= Exercise =
Repeat the text on thalamic control of the cortex from "We investigated the" to "attention; Nature 2016).", changing "desynchronized" to "asynchronous".

= Extract provided =
=====
The indirect route

There has been a bit of mystery around how different areas of the cortex initiate shared synchrony or seem to pass information between them.

A paper from a few years back (Poulet, Fernandez, Crochet, Peterson; Thalamic control of cortical states; Nature 2012) showed that the activity of the whiskers of mice affected the state of activity in the cortex. How did the whiskers affect the whole cortex rather than just the whisker sensory area? It was via the thalamus shown by producing the effect without whisker activity by stimulation of thalamus alone.

We investigated the impact of thalamus on ongoing cortical activity in the awake, behaving mouse. We demonstrate that the desynchronized cortical state during active behavior is driven by a centrally generated increase in thalamic action potential firing, which can also be mimicked by optogenetic stimulation of the thalamus. The thalamus therefore is key in controlling cortical states.”

But that was a very general demonstration of thalamic control of large areas of the cortex. What about more specific action? A more recent paper, which uses a wide array of methods, shows a specific case (Wimmer, Schmitt, Davidson, Nakajima, Desseroth, Halassa; Thalamic control of sensory selection in divided attention; Nature 2016).

From their introduction: “Thirty years ago, Francis Crick proposed that the TRN (thalamic reticular nucleus) functions as a searchlight, directing the internal spotlight of attention to thalamo-cortical circuits that process ongoing behavioral demands. Due to technical limitations, this transformative model has been difficult to test, particularly under conditions where the attentional spotlight shifts. Our study combined novel and established technology to provide mechanistic details for Crick’s ‘searchlight hypothesis’. As such, we have taken important step in understanding the circuit mechanisms of sensory selection.”
=====
= Record extracts =
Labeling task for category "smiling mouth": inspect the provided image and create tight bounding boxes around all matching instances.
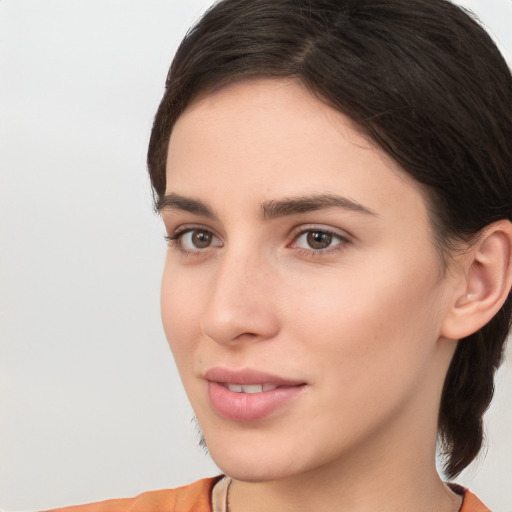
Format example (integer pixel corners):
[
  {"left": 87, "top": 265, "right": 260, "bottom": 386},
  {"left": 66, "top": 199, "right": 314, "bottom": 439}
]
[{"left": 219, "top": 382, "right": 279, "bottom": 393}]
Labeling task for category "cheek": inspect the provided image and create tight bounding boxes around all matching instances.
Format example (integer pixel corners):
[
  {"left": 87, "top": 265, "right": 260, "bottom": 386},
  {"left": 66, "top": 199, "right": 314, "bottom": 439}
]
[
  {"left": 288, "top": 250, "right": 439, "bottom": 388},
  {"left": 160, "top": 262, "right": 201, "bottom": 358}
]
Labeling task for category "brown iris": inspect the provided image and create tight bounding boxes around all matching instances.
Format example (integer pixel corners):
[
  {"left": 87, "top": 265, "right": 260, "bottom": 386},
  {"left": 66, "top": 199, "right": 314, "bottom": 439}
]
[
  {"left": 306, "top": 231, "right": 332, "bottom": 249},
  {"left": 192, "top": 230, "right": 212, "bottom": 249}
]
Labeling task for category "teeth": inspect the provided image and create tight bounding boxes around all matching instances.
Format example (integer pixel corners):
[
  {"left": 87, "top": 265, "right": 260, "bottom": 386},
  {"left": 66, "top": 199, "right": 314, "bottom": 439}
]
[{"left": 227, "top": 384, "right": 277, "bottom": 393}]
=====
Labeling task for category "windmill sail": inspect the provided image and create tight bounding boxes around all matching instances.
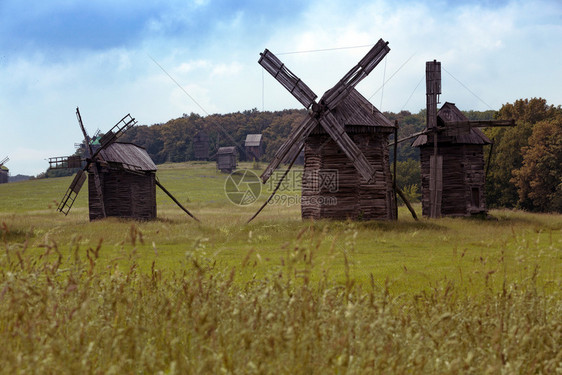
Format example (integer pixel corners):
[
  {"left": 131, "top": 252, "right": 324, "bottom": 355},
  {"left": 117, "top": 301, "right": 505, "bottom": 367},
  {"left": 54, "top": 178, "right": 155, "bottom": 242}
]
=====
= Answer area =
We investigated the impact of thalamus on ongoing cortical activity in the awake, behaving mouse. We demonstrate that the asynchronous cortical state during active behavior is driven by a centrally generated increase in thalamic action potential firing, which can also be mimicked by optogenetic stimulation of the thalamus. The thalamus therefore is key in controlling cortical states.”

But that was a very general demonstration of thalamic control of large areas of the cortex. What about more specific action? A more recent paper, which uses a wide array of methods, shows a specific case (Wimmer, Schmitt, Davidson, Nakajima, Desseroth, Halassa; Thalamic control of sensory selection in divided attention; Nature 2016).